-- DIRECTION --
Repeat every entry in the listing below, exactly.
** START TASK DATA **
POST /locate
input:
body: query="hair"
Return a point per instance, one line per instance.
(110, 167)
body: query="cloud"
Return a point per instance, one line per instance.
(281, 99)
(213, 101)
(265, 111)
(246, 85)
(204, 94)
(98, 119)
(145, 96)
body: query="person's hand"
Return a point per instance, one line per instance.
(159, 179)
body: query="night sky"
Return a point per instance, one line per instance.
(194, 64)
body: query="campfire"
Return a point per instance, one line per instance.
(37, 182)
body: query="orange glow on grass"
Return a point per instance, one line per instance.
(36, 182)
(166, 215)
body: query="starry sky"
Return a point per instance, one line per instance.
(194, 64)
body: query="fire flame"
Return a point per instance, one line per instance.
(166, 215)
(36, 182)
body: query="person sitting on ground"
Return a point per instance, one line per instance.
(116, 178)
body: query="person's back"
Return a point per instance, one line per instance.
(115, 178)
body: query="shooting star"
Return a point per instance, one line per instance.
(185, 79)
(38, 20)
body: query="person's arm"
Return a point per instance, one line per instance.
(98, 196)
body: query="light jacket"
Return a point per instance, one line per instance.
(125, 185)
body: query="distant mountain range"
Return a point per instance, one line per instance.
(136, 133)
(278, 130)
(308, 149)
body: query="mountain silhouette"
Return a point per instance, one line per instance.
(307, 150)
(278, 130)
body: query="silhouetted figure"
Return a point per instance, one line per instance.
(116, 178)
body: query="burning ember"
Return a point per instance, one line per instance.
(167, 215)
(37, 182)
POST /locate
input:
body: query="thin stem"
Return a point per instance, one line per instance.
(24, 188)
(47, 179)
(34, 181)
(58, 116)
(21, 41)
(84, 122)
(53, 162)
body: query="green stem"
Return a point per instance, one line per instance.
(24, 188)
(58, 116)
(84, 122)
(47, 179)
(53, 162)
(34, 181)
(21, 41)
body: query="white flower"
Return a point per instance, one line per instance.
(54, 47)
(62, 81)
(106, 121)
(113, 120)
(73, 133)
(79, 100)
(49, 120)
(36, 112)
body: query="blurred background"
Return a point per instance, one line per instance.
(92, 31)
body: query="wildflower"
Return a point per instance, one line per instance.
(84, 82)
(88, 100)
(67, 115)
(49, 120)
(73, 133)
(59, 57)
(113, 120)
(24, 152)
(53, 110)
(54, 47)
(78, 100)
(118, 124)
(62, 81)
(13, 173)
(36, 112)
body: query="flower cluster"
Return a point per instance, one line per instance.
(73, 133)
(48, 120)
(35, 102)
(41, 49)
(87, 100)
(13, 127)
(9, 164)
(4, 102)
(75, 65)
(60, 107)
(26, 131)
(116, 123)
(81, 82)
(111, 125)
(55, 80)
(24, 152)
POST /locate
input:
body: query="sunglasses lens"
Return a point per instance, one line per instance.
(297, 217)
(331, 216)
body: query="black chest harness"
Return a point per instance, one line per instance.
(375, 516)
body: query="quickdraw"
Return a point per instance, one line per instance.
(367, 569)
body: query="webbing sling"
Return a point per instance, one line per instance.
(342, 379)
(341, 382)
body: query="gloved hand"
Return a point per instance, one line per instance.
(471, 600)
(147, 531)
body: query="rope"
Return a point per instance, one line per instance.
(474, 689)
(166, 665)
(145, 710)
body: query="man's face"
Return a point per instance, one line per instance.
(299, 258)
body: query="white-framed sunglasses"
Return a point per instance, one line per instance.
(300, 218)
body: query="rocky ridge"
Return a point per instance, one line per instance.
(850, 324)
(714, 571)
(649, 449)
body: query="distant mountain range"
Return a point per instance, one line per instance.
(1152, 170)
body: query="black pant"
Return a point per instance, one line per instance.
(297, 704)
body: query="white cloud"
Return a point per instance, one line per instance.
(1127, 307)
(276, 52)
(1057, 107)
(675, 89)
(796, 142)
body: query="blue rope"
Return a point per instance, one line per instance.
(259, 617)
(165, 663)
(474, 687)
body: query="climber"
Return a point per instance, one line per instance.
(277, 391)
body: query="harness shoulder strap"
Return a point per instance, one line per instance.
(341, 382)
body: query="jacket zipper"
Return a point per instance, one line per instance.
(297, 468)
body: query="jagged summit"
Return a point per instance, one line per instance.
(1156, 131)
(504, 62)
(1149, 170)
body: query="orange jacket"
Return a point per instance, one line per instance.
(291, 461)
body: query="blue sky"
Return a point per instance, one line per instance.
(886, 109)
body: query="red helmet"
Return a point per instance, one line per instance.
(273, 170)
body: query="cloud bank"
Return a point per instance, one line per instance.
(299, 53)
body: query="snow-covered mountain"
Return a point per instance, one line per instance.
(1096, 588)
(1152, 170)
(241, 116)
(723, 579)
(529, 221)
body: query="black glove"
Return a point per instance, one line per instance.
** END TASK DATA **
-- EXERCISE RESPONSE --
POST /locate
input:
body: query="hair"
Return a point per instance, one line per instance.
(110, 167)
body: query="cloud"
Return a point per instance, one line per instance.
(281, 99)
(213, 101)
(265, 111)
(246, 85)
(204, 94)
(98, 119)
(145, 96)
body: query="person's hand"
Return a point per instance, one line per instance.
(159, 179)
body: query="night sky"
Return a point per instance, one line per instance.
(194, 64)
body: query="campfire"
Return a point per instance, one line per instance.
(37, 182)
body: query="orange glow on grass"
Return a point per instance, one line per instance.
(36, 182)
(166, 215)
body: query="starry sky"
Return a point per instance, one line per instance.
(194, 64)
body: query="fire flame"
Return a point per instance, one line per instance.
(166, 215)
(36, 182)
body: query="person sitting on ground"
Return a point per instance, one line per instance.
(116, 178)
body: query="person's back"
Return a point per instance, one line per instance.
(115, 178)
body: query="shooting star"
Return a point per instance, one line per instance.
(185, 79)
(38, 20)
body: query="person's arm"
Return a point per instance, one line per instance.
(98, 196)
body: query="light jacket"
Return a point per instance, one line per instance.
(125, 185)
body: query="distant mountain range"
Return a point per instance, one line per instance.
(136, 133)
(278, 130)
(308, 149)
body: query="mountain silhouette"
Return a point per instance, one line per instance.
(307, 150)
(278, 130)
body: query="silhouetted figure"
Return a point per instance, one line per instance.
(116, 178)
body: query="burning ember"
Return a point per instance, one line per instance.
(167, 215)
(37, 182)
POST /locate
input:
body: query="thin stem"
Return a point per instance, one line per instance.
(24, 188)
(47, 179)
(34, 181)
(58, 116)
(21, 41)
(84, 122)
(53, 162)
body: query="green stem"
Return a point per instance, one line per instance.
(24, 188)
(58, 116)
(84, 122)
(47, 179)
(53, 162)
(34, 181)
(21, 41)
body: query="white flower"
Return a point per instance, one line per instance.
(54, 47)
(62, 81)
(106, 121)
(113, 120)
(73, 133)
(79, 100)
(49, 120)
(36, 112)
body: query="blurred background"
Return a point per instance, one line per instance.
(92, 31)
body: query="wildflower"
Return a point per instance, one line per instance.
(84, 82)
(88, 100)
(67, 115)
(49, 120)
(73, 133)
(59, 57)
(113, 120)
(24, 152)
(53, 110)
(54, 47)
(78, 100)
(118, 124)
(62, 81)
(13, 173)
(36, 112)
body: query="flower cluster"
Return a point per instance, one line per instance.
(73, 133)
(48, 120)
(35, 102)
(41, 49)
(87, 100)
(13, 127)
(9, 164)
(4, 102)
(75, 65)
(60, 107)
(26, 131)
(116, 123)
(81, 82)
(111, 125)
(55, 80)
(24, 152)
POST /locate
input:
body: query="sunglasses lens"
Return a point per instance, one line per instance.
(297, 217)
(331, 216)
body: query="black chest harness"
Return a point per instance, one line per instance.
(375, 516)
body: query="quickdraw"
Return a point per instance, one line per instance.
(367, 569)
body: query="webbing sling"
Return a point per instance, one line per instance.
(342, 379)
(341, 382)
body: query="gloved hand"
Return a point per instance, one line per instance.
(471, 600)
(147, 531)
body: query="rope"
Return a point per instance, one line per instance.
(474, 689)
(166, 665)
(145, 710)
body: query="man's face"
Return a point per instance, one line per instance.
(299, 258)
body: query="white-framed sunglasses"
Return a point per instance, one line per instance.
(300, 218)
body: query="rocky ridge"
Return a point per instance, one line per instance.
(850, 324)
(714, 571)
(649, 449)
body: query="distant mountain range"
Return a point per instance, one line per instance.
(1152, 170)
body: query="black pant"
Return a point per instance, one line per instance.
(297, 704)
body: query="white cloud"
Return a point per instance, one line per instance.
(1127, 307)
(276, 52)
(1057, 107)
(675, 89)
(796, 142)
body: query="blue rope"
Return a point per instance, one line per instance.
(259, 617)
(165, 663)
(474, 687)
body: query="climber"
Return a point per instance, one line per instance.
(277, 391)
body: query="harness shoulder strap"
Return a point per instance, one line per instance.
(341, 382)
body: query="jacket zipper"
Return a point per instance, one line per instance.
(297, 468)
body: query="jagged summit"
Return a point per instance, one line per instance.
(1156, 131)
(504, 62)
(1149, 170)
body: query="orange jacket"
Return a point per instance, one line per instance.
(291, 461)
body: query="blue sky"
Return a point per instance, one line per instance.
(886, 109)
body: query="red helmet"
Return a point per instance, one line per instance.
(273, 170)
body: query="cloud bank"
Return a point per instance, one line per instance.
(299, 53)
body: query="snow-covered mountain"
Return a point per instance, one line per instance.
(1096, 588)
(1152, 170)
(241, 116)
(723, 579)
(529, 221)
body: query="black glove"
Return a point per instance, one line per instance.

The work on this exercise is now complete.